# Extracted text
* * * * * * *
Contemplative Studies Initiative and Concentration

People

Faculty

At Brown there are a number of professors who teach from a contemplative perspective or whose research includes a significant contemplative element; it is from this group that we would form the core faculty for the concentration. Some of them teach courses in which contemplative experience is studied primarily from a third-person approach; others primarily from a critical first-person approach; others blend both approaches. But all share a common vision that human contemplative experience is a valid and important subject for research and teaching.

  • Michelle Bach-Coulibaly

    Theatre Arts and Performance Studies

    Michelle is a performance artist and educator who, since coming to Brown in 1987, has created over 40 original pieces of contemporary movement theatre for the concert stage that investigate socio-political canvases, cross-cultural narratives, and embodied texts. At Brown University she directs New Works/World Traditions, a research-to-performance troupe of actors, musicians, dancers and imagists who develop new theatre for national and international festivals, educational venues, and for the concert stage.
* * * * * * *
# Material provided
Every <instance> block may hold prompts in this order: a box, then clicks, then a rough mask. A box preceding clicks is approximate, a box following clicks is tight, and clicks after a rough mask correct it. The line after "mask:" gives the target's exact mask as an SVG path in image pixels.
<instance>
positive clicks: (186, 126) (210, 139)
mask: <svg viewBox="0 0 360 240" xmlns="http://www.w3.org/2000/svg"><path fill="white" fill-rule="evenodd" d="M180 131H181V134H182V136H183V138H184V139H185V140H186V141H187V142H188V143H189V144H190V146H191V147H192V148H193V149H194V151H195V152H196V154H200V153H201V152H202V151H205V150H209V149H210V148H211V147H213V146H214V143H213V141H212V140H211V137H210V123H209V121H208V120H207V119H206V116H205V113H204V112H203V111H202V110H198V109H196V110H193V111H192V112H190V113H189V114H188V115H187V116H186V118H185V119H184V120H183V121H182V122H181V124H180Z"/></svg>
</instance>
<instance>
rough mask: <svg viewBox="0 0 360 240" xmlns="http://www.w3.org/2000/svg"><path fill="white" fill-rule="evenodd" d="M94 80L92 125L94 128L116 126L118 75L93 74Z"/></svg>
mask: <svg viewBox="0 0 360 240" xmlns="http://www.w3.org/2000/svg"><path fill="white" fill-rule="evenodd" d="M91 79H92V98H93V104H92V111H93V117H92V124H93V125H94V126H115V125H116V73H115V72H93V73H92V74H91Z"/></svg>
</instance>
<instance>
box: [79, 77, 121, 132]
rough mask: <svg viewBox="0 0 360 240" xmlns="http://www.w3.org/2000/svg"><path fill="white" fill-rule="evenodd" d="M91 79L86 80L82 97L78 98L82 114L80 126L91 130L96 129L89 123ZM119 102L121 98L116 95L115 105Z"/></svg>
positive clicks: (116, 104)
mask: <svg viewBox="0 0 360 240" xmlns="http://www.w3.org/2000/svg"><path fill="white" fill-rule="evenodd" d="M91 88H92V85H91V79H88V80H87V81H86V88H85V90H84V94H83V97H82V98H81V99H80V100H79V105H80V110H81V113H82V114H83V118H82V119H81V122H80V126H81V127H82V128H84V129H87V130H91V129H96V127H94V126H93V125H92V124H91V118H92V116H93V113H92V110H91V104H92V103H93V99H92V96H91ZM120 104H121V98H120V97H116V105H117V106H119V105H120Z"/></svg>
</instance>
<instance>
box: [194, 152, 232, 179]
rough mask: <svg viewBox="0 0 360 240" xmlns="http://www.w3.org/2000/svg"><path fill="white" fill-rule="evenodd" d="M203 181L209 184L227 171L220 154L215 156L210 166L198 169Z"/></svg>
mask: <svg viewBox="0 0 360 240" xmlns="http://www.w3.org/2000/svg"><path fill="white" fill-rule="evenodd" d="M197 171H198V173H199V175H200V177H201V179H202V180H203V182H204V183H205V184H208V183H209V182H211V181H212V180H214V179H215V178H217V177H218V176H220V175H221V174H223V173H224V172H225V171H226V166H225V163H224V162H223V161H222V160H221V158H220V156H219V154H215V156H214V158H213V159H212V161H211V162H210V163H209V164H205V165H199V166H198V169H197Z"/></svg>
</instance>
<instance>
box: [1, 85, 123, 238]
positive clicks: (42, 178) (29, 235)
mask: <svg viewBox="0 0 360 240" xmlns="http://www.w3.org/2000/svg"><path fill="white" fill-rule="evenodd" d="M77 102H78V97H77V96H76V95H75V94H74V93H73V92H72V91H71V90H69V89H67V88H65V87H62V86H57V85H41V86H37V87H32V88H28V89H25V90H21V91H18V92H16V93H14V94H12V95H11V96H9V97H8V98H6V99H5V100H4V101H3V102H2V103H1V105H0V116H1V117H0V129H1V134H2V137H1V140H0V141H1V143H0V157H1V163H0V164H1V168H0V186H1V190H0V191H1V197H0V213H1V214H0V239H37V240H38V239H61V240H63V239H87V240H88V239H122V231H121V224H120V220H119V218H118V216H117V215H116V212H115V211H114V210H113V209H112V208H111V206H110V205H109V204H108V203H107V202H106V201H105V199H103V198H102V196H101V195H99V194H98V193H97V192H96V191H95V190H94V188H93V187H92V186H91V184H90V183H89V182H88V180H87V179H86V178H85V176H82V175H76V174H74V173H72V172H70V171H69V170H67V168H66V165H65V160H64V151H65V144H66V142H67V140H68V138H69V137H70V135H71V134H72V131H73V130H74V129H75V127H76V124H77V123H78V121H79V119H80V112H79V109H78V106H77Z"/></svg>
* * * * * * *
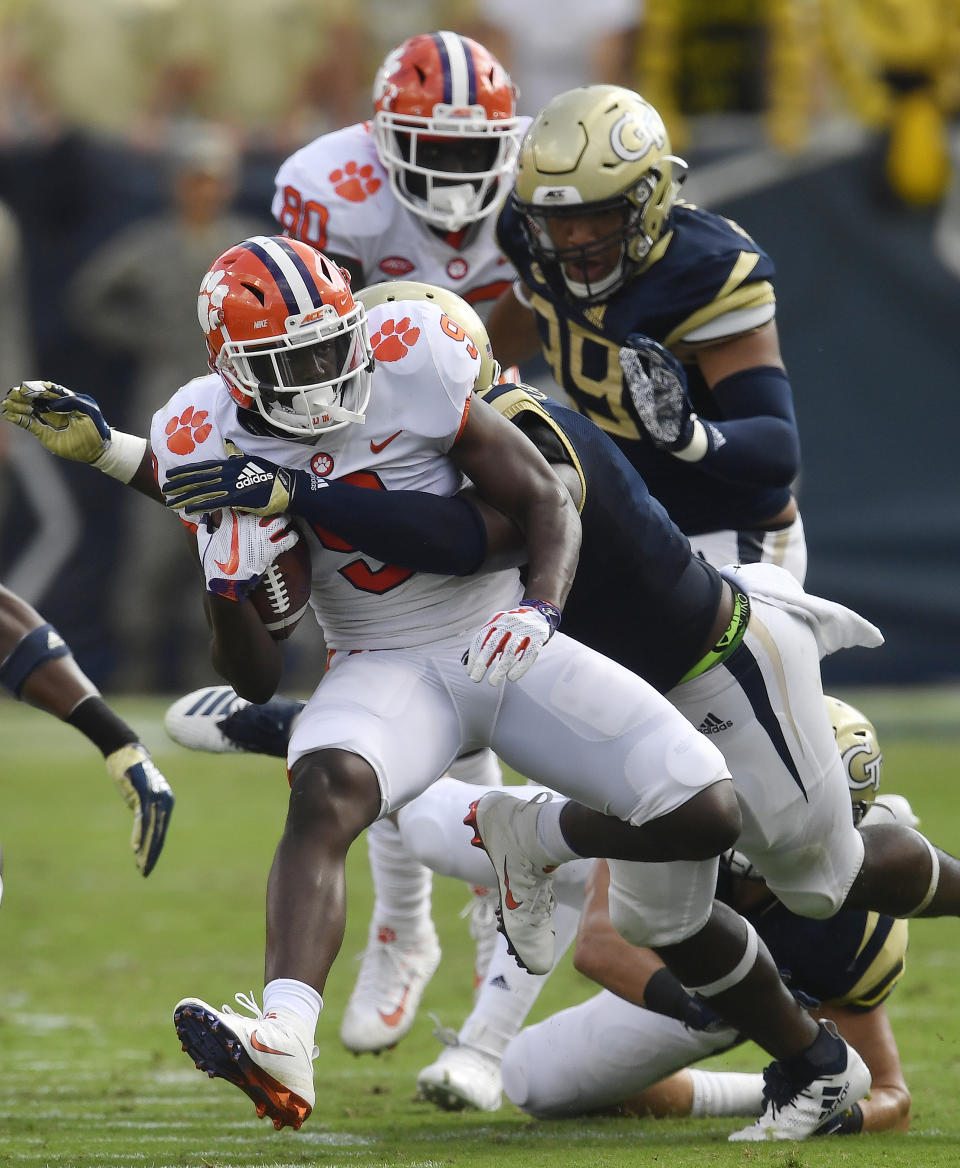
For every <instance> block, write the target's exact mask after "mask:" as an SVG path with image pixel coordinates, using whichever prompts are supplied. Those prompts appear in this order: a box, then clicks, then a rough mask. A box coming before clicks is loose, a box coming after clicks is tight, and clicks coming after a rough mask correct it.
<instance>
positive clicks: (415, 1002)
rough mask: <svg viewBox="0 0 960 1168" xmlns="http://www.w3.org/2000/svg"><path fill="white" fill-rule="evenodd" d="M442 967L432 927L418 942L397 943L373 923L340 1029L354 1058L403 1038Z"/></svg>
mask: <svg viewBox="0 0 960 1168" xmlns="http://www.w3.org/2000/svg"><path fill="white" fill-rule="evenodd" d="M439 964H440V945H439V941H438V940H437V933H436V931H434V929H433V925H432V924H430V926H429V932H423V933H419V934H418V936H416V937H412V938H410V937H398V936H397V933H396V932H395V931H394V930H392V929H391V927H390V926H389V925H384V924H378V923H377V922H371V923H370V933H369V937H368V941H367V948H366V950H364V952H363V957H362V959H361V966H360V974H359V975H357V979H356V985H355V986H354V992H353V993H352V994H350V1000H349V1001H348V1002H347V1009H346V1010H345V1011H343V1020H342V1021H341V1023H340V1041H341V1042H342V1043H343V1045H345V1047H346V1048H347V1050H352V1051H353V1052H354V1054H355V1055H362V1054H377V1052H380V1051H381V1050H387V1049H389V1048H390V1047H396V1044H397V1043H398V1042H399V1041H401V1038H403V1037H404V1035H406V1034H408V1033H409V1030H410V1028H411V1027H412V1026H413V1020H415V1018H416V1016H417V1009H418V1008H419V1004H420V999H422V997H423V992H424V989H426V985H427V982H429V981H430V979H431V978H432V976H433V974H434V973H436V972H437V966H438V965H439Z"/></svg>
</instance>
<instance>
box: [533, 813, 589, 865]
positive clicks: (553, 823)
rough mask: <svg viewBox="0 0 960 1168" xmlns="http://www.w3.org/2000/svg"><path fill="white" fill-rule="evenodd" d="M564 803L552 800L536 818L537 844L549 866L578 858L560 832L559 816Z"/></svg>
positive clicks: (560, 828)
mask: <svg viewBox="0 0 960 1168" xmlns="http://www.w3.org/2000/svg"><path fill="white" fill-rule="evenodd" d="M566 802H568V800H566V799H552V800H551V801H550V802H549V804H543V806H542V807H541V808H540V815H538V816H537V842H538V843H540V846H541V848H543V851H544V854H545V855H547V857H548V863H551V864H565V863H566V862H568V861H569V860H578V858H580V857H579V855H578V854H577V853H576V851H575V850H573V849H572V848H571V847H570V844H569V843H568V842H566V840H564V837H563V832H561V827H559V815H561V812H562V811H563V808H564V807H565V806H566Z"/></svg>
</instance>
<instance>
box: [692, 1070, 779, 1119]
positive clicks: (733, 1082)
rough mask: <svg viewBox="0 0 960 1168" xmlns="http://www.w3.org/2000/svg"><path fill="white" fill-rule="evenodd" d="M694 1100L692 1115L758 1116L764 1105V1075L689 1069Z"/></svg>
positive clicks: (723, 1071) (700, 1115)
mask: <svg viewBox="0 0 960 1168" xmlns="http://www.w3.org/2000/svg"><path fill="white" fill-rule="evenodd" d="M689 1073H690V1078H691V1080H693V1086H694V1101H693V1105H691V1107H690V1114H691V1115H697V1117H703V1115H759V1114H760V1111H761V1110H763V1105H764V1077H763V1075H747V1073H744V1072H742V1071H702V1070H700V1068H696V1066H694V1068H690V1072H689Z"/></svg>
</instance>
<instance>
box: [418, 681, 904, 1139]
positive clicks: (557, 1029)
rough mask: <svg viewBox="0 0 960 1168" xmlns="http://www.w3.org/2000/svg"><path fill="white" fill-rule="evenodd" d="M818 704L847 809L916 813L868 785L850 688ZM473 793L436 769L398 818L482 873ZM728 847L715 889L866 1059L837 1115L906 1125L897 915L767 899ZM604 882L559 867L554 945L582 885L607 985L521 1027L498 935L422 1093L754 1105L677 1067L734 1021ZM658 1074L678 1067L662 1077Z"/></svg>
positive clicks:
* * * * * * *
# Task requirements
[1] Copy the stretch of the Contemplative Studies faculty page from "Theatre Arts and" through "the concert stage.".
[2] Answer these questions from the Contemplative Studies faculty page.
(a) What common vision do all the professors share?
(b) Which department is listed under Michelle Bach-Coulibaly's name?
(c) What troupe does she direct at Brown University?
Use only the Contemplative Studies faculty page to answer.

# Solutions below
[1]
Theatre Arts and Performance Studies

    Michelle is a performance artist and educator who, since coming to Brown in 1987, has created over 40 original pieces of contemporary movement theatre for the concert stage that investigate socio-political canvases, cross-cultural narratives, and embodied texts. At Brown University she directs New Works/World Traditions, a research-to-performance troupe of actors, musicians, dancers and imagists who develop new theatre for national and international festivals, educational venues, and for the concert stage.

[2]
(a) That human contemplative experience is a valid and important subject for research and teaching.
(b) Theatre Arts and Performance Studies.
(c) New Works/World Traditions.